WRITTEN TASK:
Write out every line of the records below as a numbered list, leaving out the blank lines.

*** DATA LINES ***

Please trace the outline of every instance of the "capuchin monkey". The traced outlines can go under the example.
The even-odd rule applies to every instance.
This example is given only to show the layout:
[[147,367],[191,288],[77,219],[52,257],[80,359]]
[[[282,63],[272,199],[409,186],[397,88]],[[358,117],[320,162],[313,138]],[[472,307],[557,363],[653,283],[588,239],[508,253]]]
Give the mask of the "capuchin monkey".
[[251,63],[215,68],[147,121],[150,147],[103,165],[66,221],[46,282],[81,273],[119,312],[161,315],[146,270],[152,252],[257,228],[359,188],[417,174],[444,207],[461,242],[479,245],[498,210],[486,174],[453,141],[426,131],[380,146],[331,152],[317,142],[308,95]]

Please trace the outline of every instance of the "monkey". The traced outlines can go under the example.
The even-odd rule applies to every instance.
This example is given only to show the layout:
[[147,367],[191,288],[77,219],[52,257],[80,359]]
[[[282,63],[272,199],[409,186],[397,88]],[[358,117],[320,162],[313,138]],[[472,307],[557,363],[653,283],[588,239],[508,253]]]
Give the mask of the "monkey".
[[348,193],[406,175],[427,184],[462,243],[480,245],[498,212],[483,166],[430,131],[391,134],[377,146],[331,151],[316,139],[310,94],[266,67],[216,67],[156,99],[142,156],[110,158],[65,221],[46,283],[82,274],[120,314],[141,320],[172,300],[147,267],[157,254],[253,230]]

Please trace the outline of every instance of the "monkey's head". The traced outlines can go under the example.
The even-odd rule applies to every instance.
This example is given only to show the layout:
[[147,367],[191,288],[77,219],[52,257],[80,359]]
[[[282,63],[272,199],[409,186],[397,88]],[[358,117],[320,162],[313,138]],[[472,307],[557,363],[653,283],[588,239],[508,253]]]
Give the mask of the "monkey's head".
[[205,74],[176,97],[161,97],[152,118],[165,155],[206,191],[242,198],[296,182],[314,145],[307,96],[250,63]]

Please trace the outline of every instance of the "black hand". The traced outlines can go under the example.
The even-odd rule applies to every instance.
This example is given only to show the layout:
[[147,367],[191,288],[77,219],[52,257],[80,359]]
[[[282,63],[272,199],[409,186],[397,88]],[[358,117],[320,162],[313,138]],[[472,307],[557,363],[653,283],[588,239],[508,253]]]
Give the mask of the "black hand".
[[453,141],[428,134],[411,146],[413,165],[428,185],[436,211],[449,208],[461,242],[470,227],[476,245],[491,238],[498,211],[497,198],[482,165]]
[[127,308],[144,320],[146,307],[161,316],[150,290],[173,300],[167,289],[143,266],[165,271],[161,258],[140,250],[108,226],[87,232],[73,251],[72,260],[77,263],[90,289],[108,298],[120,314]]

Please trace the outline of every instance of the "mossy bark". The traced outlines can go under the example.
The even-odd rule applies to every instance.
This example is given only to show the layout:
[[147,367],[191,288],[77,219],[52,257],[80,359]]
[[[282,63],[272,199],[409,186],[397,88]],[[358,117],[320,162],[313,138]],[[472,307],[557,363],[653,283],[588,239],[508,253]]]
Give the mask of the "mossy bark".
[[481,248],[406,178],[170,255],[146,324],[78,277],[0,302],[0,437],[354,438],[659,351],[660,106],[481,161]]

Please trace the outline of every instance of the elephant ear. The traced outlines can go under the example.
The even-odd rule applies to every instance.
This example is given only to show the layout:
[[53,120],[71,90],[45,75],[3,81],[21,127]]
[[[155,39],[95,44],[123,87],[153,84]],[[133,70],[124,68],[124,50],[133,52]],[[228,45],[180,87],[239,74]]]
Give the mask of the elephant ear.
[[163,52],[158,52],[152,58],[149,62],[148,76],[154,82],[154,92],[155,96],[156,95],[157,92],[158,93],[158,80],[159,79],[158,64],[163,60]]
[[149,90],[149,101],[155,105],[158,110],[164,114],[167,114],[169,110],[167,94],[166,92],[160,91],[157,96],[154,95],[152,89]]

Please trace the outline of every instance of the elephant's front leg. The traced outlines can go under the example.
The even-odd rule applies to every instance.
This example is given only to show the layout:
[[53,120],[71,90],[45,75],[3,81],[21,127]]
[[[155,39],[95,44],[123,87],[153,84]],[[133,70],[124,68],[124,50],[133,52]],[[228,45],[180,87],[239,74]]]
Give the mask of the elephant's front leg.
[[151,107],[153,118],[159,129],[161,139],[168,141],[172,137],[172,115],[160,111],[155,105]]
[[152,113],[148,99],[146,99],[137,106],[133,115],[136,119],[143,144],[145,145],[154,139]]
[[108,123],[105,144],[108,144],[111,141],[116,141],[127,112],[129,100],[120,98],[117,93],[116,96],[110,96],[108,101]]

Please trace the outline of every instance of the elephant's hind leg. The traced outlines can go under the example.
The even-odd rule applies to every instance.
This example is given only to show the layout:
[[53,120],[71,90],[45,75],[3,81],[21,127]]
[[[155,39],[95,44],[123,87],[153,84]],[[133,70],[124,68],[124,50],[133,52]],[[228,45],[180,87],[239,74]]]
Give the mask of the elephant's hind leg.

***

RESULT:
1. Please trace the outline of every instance of the "capuchin monkey". The traced outlines can go under the example.
2. The even-odd rule applies to every instance.
3. This example is given only to show the layout:
4. [[147,367],[191,288],[77,219],[52,257],[80,359]]
5. [[[282,63],[272,199],[409,186],[397,88]],[[358,117],[320,162],[313,138]],[[472,307],[557,363],[653,283],[588,239],[508,253]]]
6. Give the mask of the "capuchin monkey".
7. [[251,63],[215,68],[147,121],[150,147],[103,165],[66,221],[46,282],[81,273],[119,312],[161,315],[146,270],[152,252],[257,228],[359,188],[417,174],[444,207],[461,242],[479,245],[498,210],[486,174],[453,141],[426,131],[380,146],[331,152],[317,142],[308,95]]
8. Please trace the outline of every instance of the "monkey". The traced outlines can go under the example.
9. The even-odd rule applies to every instance.
10. This example is given only to show the layout:
11. [[147,367],[191,288],[77,219],[52,257],[80,359]]
12. [[[282,63],[272,199],[409,186],[397,88]],[[358,117],[320,162],[313,138]],[[472,307],[557,363],[653,283],[588,239],[508,253]]]
13. Give the mask of the "monkey".
14. [[348,193],[406,175],[427,184],[462,243],[480,245],[498,212],[483,166],[430,131],[391,134],[377,146],[331,151],[316,139],[310,94],[266,67],[216,67],[156,99],[142,156],[110,158],[65,221],[46,283],[82,274],[120,314],[141,320],[172,300],[147,267],[157,254],[253,230]]
15. Please trace the outline of every instance of the "monkey's head". The traced outlines can go under the example.
16. The even-odd rule applies to every instance.
17. This example is given only to show the layout:
18. [[147,367],[191,288],[77,219],[52,257],[80,359]]
19. [[[282,63],[272,199],[409,186],[397,88]],[[358,117],[320,162],[313,138]],[[472,307],[557,363],[653,283],[588,239],[508,253]]]
20. Give the mask of the "monkey's head".
21. [[205,74],[176,97],[161,97],[152,118],[165,155],[206,191],[242,198],[296,182],[314,145],[307,96],[250,63]]
22. Please trace the outline of every instance of the "black hand". The traced outlines can go under the example.
23. The even-odd rule applies to every instance.
24. This example is given only to show the layout:
25. [[147,367],[191,288],[77,219],[52,257],[80,359]]
26. [[[282,63],[272,199],[409,186],[397,88]],[[358,117],[320,162],[313,138]],[[472,307],[557,363],[653,283],[588,239],[508,253]]]
27. Give the mask of the "black hand".
28. [[453,141],[428,134],[411,146],[413,165],[428,185],[436,211],[449,208],[461,242],[470,227],[476,245],[491,238],[498,211],[497,198],[482,165]]
29. [[127,308],[144,320],[146,307],[161,316],[150,290],[173,300],[167,289],[143,266],[165,271],[161,258],[140,250],[108,226],[87,232],[73,251],[72,260],[77,263],[90,289],[108,298],[120,314]]
30. Please trace the outline of every instance of the "mossy bark". The traced outlines can go under the example.
31. The even-odd rule applies to every instance.
32. This example is given only to show the layout:
33. [[147,367],[191,288],[77,219],[52,257],[80,359]]
34. [[[282,63],[272,199],[409,186],[397,88]],[[358,117],[320,162],[313,138]],[[472,307],[557,363],[653,283],[588,239],[508,253]]]
35. Give the mask of the "mossy bark".
36. [[481,248],[406,178],[170,255],[146,324],[78,277],[0,302],[0,437],[354,438],[659,351],[660,106],[481,161]]
37. Please trace the outline of every instance of the elephant ear. The traced outlines can go under the example.
38. The even-odd rule applies to every instance.
39. This example is given only to show the layout:
40. [[53,120],[71,90],[45,75],[3,81],[21,127]]
41. [[[155,39],[95,44],[123,87],[153,84]],[[133,70],[124,68],[124,50],[133,52]],[[228,45],[180,87],[239,74]]]
42. Give the mask of the elephant ear.
43. [[163,52],[158,52],[152,58],[149,62],[148,76],[154,82],[154,92],[155,96],[156,95],[157,92],[158,93],[158,80],[159,79],[158,64],[163,60]]
44. [[149,90],[149,101],[155,105],[158,110],[164,114],[167,114],[169,110],[167,94],[166,92],[160,91],[157,96],[154,95],[152,89]]
45. Please trace the outline of every instance of the elephant's front leg. The traced outlines can go under the example.
46. The even-odd rule applies to every instance.
47. This example is given only to show the layout:
48. [[53,120],[71,90],[45,75],[3,81],[21,127]]
49. [[[155,39],[95,44],[123,87],[153,84]],[[133,70],[124,68],[124,50],[133,52]],[[228,45],[180,87],[239,74]]]
50. Give the mask of the elephant's front leg.
51. [[151,107],[153,118],[159,129],[161,139],[168,141],[172,137],[172,115],[160,111],[155,105]]
52. [[152,113],[148,99],[146,99],[137,106],[133,115],[136,119],[143,144],[145,145],[154,139]]
53. [[108,123],[105,144],[108,144],[111,141],[116,141],[127,112],[129,100],[120,98],[117,93],[116,96],[110,96],[108,101]]
54. Please trace the outline of every instance of the elephant's hind leg. The traced outlines can go under the example.
55. The even-odd rule applies to every instance.
56. This example is given only to show the layout:
57. [[53,120],[71,90],[45,75],[3,81],[21,127]]
58. [[[155,39],[95,44],[123,87],[153,84]],[[133,70],[124,68],[124,50],[133,52]],[[228,45],[180,87],[239,74]]]
59. Give the mask of the elephant's hind leg.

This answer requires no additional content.